Exercise brief. In the records below, find the line containing "Question. Identify the crowd"; copy exactly that line and all lines after it to the end, and nothing else.

Entries from a pointing dataset.
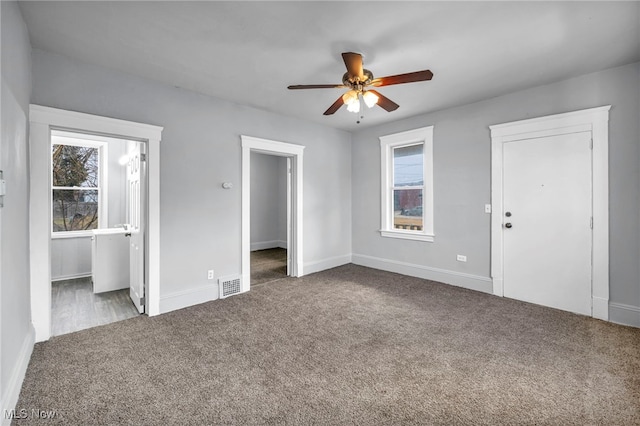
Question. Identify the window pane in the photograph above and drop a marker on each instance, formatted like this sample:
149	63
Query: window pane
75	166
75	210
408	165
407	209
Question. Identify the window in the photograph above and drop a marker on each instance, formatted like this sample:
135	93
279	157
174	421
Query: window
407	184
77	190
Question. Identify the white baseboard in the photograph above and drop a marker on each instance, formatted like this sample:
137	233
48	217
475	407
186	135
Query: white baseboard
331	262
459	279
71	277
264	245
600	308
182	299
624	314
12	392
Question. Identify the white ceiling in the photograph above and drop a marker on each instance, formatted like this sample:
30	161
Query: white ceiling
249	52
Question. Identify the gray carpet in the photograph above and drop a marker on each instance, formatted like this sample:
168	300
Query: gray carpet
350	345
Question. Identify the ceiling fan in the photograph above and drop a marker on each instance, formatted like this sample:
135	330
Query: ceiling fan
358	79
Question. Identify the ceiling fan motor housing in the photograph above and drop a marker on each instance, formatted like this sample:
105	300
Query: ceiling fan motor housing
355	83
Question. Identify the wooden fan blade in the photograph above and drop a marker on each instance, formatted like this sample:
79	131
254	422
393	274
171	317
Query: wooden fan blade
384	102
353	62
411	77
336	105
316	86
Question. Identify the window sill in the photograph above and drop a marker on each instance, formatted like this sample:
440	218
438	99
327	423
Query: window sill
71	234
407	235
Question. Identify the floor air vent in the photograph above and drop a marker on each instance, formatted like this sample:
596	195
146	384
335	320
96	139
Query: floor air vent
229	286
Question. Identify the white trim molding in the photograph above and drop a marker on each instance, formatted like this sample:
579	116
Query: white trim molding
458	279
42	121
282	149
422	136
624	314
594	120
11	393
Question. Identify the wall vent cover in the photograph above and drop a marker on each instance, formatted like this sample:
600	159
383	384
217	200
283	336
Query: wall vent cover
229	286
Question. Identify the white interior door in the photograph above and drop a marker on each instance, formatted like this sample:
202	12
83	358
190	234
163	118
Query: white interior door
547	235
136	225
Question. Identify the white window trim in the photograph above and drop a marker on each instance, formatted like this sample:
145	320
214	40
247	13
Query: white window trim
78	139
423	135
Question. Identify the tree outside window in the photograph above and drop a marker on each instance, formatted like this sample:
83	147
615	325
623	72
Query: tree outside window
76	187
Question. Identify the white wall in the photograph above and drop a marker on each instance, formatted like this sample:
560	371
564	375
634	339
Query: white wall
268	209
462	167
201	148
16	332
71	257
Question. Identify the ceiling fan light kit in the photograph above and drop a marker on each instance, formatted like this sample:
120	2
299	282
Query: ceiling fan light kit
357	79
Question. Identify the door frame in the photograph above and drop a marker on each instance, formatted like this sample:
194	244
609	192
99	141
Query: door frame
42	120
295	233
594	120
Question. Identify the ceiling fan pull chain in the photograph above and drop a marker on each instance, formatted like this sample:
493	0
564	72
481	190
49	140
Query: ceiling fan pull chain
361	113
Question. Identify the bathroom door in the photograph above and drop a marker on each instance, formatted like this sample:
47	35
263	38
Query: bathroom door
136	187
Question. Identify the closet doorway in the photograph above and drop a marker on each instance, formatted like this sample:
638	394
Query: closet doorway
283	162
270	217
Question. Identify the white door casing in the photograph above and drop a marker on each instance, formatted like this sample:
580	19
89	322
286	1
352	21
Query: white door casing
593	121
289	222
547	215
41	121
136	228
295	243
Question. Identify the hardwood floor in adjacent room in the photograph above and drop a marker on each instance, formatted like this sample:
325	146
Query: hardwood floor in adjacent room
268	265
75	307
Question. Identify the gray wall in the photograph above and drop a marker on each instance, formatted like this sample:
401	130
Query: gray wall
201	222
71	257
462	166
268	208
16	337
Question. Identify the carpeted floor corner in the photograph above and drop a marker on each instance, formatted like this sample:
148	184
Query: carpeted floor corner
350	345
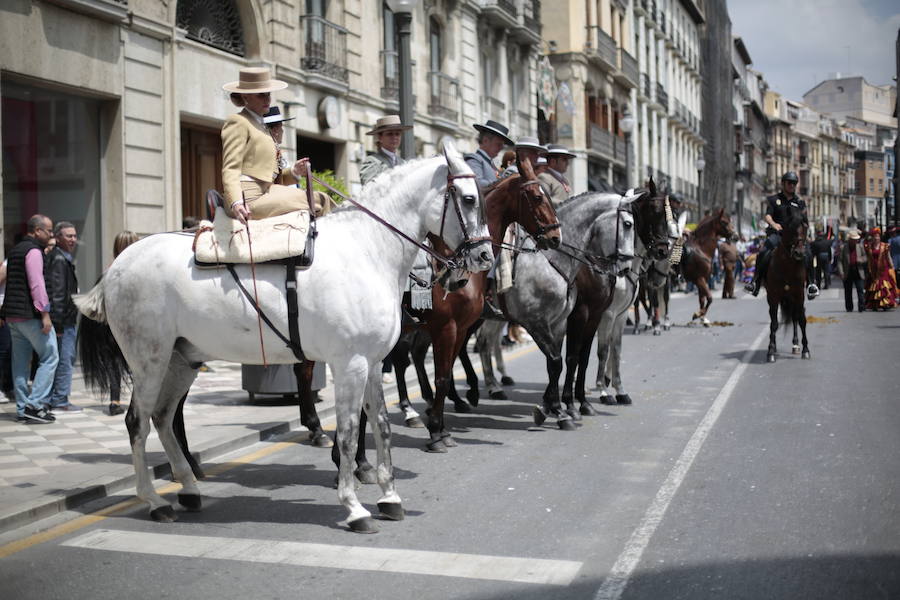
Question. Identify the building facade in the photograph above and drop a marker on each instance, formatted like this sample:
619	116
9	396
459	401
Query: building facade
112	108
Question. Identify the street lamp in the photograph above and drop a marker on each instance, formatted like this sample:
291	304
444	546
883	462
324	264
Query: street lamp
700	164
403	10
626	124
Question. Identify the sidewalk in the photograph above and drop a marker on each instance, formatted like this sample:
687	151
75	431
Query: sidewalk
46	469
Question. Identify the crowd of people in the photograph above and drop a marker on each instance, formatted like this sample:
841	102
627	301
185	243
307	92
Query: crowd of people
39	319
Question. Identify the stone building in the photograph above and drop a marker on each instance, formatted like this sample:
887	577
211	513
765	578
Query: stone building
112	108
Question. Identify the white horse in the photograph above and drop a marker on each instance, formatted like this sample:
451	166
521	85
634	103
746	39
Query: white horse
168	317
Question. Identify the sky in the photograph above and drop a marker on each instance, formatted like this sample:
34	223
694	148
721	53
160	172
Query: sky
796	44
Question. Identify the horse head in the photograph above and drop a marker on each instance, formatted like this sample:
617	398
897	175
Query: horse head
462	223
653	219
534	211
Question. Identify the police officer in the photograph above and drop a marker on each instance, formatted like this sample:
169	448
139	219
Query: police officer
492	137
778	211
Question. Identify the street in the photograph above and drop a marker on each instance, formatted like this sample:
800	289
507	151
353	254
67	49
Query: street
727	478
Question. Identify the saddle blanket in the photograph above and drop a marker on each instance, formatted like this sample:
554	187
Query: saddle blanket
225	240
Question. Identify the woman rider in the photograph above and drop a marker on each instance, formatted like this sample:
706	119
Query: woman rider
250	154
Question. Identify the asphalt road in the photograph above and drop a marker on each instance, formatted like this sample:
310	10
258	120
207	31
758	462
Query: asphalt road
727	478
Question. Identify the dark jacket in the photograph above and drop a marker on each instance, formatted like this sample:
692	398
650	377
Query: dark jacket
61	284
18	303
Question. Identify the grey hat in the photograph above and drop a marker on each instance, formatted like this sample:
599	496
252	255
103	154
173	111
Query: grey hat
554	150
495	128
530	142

Exercise solution.
Question. Identify the crowd of people in the photograph above and drop a marker on each instance, formatted like this sample:
841	102
627	301
185	243
307	92
Query: crowd of people
39	319
Question. Identify the stone building in the photograph above and drop a marker on each instance, formatted like this sample:
887	577
211	513
765	578
Query: stone building
112	108
Question. Identify the white horse in the photograph above and drop a marker on each instance, formatted like this sample:
451	166
521	85
634	103
746	39
Query: white horse
168	317
Question. Identify the sky in the photograph above and drop a marker on each instance, formatted like this sample:
34	223
694	148
721	53
160	172
Query: sky
796	44
Question. Identify the horse head in the photograph above and drop a marker on each instance, formatted like this sample:
617	398
897	175
Query: horse head
462	223
653	219
534	211
Question. Identify the police officer in the photograph above and drop a marker on each instance, formatted like this sample:
169	448
139	219
Query: police officer
492	137
778	211
Question. Identify the street in the photograph above and drop a marker on each instance, formatted like this sample:
800	289
507	151
353	254
67	49
Query: street
727	478
Question. Identify the saddle blanket in the photograph above and drop a marker on each instance, formatted like this sample:
554	187
Query: saddle blanket
225	240
Question. Identify the woman rider in the photograph above and drop a marker on each instance, formatted like this sample:
706	119
Query: woman rider
250	154
Question. Identify the asphalt road in the photograph above and drop a marker on each instance, formatted like this sample:
310	10
258	120
207	31
758	462
Query: asphalt road
727	478
Question. Identify the dark jacket in the photograph above and drop a marker on each instance, formatted like this sample:
692	398
650	377
Query: dark jacket
61	284
18	303
Question. Identify the grey hat in the photograph above and drop a marker on each instance, formatted like this sample:
599	496
252	255
103	154
173	111
Query: grey hat
554	150
495	128
530	142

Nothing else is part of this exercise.